### Written instruction 1
Answer these from the passage on RGB and depth data encoding:
(a) Which compression technique is named as compressing similar colors better than large color changes?
(b) Where may the alpha value be stored?
(c) What kinds of values may the x coordinate and the y coordinate include?
### Written instruction 2
Resume the passage on RGB and depth data encoding from its last sentence, in the same style.

### Selection
□ □ □ □ □
In some embodiments, the material information describes at least one of the valid pixel and the invalid pixel. In some embodiments, the invalid pixel is represented in a first color, and the valid pixel is represented in a second color. In some embodiments, the first color is different from the second color.
In some embodiments, the method further includes filling a pixel in the RGB data or the depth data that corresponds to the invalid pixel in the RGB data or the depth data with a selected color using an encoder. In some embodiments, the selected color is similar to a color of the valid pixel in the RGB data that is near to the pixel that corresponds to the invalid pixel in the RGB data. In some embodiments, the selected color is visually similar to a color of the valid pixel in the depth data that is near to the pixel that corresponds to the invalid pixel in the depth data. The method uses visual similar colors for two reasons. The first reason is to improve standard compression techniques like H264 that compress similar colors better than large color changes. The second reason is that in the case an invalid pixel is erroneously classified as valid due to compression artifacts, the displayed color or depth value is similar enough to valid data that it will minimize visual artifacts.
In some embodiments, the transparency data has a first resolution, the RGB data that is stored in the first region has a second resolution, and the depth data that is stored in the second region has a third resolution. In some embodiments, the first resolution of the transparency data is different from at least one of the second resolution and the third resolution.
In some embodiments, the method further includes linearly interpolating the RGB data or the depth data to generate a smoothly varying value of the RGB data or the depth data, respectively and to fetch the RGB data or the depth data at a sub-pixel location, when the transparency data is stored at least in the third region. In some embodiments, the sub-pixel location of the RGB data or the depth data represents at least one of an x coordinate or a y coordinate. The x coordinate and they coordinate may include an integer value or a non-integer value.
In some embodiments, the render metadata includes an alpha value that represents transparency of at least one of the valid pixel or the invalid pixel. In some embodiments, the alpha value is stored in the at least the third region in the previously unused channel or in the luma channel.
□ □ □ □ □
[Coordinate annotation records]
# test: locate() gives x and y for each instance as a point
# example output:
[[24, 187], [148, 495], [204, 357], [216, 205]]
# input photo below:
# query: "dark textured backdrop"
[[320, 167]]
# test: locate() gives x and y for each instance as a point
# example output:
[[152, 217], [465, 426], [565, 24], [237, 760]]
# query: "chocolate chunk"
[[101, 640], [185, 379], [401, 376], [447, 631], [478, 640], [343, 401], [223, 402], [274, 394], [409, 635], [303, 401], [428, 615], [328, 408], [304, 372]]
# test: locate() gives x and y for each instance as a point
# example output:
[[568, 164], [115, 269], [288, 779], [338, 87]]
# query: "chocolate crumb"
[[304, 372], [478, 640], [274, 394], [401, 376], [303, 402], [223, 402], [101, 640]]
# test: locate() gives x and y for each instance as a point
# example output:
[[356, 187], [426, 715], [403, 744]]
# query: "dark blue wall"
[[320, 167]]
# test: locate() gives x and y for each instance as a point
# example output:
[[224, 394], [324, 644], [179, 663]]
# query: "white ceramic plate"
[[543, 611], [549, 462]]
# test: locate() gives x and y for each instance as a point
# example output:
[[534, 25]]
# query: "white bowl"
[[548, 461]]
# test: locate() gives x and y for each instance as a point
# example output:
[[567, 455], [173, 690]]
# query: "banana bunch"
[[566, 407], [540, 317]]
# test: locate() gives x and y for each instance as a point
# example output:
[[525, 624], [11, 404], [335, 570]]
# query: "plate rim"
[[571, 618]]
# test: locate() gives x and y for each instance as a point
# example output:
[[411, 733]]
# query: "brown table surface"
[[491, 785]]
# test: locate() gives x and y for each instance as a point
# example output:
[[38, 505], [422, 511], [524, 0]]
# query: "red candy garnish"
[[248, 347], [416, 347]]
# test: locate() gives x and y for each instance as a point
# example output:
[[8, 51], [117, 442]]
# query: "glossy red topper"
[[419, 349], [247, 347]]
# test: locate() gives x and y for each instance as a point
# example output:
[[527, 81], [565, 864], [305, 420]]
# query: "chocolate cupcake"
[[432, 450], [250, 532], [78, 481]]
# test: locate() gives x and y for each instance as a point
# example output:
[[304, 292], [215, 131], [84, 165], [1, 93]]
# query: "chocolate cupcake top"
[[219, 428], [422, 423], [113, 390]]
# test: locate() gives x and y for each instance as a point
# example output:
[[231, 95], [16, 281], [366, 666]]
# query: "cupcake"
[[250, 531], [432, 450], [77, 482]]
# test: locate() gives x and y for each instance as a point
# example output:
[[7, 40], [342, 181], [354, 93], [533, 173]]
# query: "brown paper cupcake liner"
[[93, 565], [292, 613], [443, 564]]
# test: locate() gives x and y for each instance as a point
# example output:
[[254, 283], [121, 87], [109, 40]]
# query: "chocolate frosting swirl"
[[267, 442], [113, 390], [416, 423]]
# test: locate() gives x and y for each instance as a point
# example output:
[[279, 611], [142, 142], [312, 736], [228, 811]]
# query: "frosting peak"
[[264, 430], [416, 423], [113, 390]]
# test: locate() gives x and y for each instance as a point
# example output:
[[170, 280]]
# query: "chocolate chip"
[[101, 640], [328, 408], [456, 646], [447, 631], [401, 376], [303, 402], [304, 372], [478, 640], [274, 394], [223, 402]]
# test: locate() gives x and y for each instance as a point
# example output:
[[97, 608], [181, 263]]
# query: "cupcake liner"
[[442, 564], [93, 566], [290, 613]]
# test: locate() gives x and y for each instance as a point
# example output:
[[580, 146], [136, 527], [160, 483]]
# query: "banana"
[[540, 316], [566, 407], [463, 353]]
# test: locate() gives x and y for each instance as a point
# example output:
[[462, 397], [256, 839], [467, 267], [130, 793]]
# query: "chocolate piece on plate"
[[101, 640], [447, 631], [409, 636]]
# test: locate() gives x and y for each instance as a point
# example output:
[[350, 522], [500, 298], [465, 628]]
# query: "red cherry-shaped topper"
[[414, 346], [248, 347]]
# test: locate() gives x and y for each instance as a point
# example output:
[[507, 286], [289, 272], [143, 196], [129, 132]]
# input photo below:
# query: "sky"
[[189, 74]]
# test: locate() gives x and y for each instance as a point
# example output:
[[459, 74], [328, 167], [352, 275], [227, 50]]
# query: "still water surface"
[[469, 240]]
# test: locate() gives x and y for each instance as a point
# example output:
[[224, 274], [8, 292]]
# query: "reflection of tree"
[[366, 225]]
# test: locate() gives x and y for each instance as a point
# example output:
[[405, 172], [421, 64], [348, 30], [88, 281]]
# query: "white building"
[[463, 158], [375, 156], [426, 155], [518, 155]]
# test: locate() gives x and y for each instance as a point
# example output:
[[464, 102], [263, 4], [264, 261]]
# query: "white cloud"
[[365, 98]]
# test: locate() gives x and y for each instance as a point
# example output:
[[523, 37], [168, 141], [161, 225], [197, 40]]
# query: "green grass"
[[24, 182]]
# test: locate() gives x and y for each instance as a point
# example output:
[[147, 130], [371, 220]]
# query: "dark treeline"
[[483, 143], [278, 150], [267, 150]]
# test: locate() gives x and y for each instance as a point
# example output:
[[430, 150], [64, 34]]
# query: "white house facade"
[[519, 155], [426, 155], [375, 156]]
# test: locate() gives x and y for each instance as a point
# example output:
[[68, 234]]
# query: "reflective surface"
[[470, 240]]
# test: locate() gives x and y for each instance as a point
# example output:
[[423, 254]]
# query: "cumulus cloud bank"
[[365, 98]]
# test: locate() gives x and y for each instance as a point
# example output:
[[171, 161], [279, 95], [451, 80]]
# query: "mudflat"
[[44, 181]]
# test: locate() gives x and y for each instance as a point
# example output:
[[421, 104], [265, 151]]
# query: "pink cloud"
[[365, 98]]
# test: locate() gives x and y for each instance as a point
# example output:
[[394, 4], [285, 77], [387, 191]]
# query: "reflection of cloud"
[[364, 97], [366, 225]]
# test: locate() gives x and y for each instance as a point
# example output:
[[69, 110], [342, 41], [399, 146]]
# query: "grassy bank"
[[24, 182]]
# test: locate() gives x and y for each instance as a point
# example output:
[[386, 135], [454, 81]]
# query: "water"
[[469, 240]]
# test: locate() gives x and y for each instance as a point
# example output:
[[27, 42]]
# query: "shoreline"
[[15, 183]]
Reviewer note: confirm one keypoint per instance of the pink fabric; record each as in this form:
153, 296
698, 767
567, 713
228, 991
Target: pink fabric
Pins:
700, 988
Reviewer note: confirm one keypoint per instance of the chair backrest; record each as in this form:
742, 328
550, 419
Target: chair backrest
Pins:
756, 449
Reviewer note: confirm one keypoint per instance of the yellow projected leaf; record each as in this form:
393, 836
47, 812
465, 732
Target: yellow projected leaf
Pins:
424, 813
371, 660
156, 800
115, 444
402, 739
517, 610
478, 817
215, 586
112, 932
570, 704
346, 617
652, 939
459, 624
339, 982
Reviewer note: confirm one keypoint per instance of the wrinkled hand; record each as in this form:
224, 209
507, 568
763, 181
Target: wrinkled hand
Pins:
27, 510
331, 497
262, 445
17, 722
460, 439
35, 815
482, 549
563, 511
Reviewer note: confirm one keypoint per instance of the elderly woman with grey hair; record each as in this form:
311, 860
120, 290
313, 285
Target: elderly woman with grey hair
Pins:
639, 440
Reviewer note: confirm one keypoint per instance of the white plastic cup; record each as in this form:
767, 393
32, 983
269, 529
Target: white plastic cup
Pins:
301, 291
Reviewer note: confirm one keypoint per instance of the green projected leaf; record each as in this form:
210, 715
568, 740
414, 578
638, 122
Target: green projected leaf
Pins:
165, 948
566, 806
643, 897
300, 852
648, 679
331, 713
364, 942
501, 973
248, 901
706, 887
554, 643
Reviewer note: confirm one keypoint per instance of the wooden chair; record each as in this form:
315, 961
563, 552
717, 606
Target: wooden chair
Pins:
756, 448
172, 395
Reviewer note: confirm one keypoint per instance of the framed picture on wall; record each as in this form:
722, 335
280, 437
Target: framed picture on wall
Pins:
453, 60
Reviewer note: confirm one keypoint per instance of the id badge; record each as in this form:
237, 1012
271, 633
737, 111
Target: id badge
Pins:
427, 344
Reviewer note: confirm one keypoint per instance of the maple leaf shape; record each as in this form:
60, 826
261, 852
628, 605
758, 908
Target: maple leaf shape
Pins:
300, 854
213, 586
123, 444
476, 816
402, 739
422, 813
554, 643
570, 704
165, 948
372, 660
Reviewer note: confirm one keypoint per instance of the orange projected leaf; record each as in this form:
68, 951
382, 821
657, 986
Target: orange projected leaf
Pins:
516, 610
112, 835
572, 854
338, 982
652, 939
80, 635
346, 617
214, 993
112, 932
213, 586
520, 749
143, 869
□ □ □ □ □
### Answer 1
(a) H264.
(b) In at least the third region, in the previously unused channel or in the luma channel.
(c) An integer value or a non-integer value.

### Answer 2
In one aspect, a system for encoding a block-based volumetric video having a plurality of video frames of a 3D object into a 2D video format is provided. The system includes a memory that stores a set of instructions and a processor that executes the set of instructions and is configured to perform a method including: (i) splitting each video frame of the plurality of video frames into a first region that includes RGB data, a second region that includes depth data, and at least a third region containing render metadata of the 3D object and (ii) storing the render metadata of the 3D object in at least one of the first region that includes the RGB data, the second region that includes the depth data and the at least the third region in at least one channel that is selected from a U chroma channel, a V chroma channel, and a luma channel of the block-based volumetric video.
In some embodiments, the render metadata includes material information for rendering a surface of the 3D object.
In some embodiments, the material information includes a material property of a surface normal of a surface representation of surface data of the 3D object.
In some embodiments, the material information includes a 2D vector that represents a principal axis of anisotropy in a material of the 3D object.
In some embodiments, the material information describes at least one of a valid pixel that includes a valid volumetric content or an invalid pixel that does not include the valid volumetric content.
In some embodiments, the material information includes a transparency value that represents transparency data. In some embodiments, a relationship between the transparency value and whether a pixel is a valid pixel or an invalid pixel is defined by at least one of (i) if the transparency value is greater than a threshold, the pixel is a valid pixel and if the transparency value is lesser than the threshold, the pixel is an invalid pixel, or (ii) if the transparency value is lesser than the threshold, the pixel is a valid pixel and if the transparency value is greater than the threshold, the pixel is an invalid pixel. In some embodiments, a valid pixel is a fully opaque pixel. In some embodiments, a valid pixel is a partially transparent pixel. In some embodiments, an invalid pixel is a fully transparent pixel.
In some embodiments, the material information describes at least one of the valid pixel and the invalid pixel. In some embodiments, the invalid pixel is represented in a first color, and the valid pixel is represented in a second color. In some embodiments, the first color is different from the second color.
In another aspect, one or more non-transitory computer readable storage mediums storing one or more sequences of instructions, which when executed by one or more processors, causes a processor-implemented method for encoding a block-based volumetric video having a plurality of video frames of a 3D object into a 2D video format is provided. The method includes (i) splitting each video frame of the plurality of video frames into a first region that includes RGB data, a second region that includes depth data, and at least a third region containing render metadata of the 3D object and (ii) storing the render metadata of the 3D object in at least one of the first region that includes the RGB data, the second region that includes the depth data and the at least the third region in at least one channel that is selected from a U chroma channel, a V chroma channel, and a luma channel of the block-based volumetric video.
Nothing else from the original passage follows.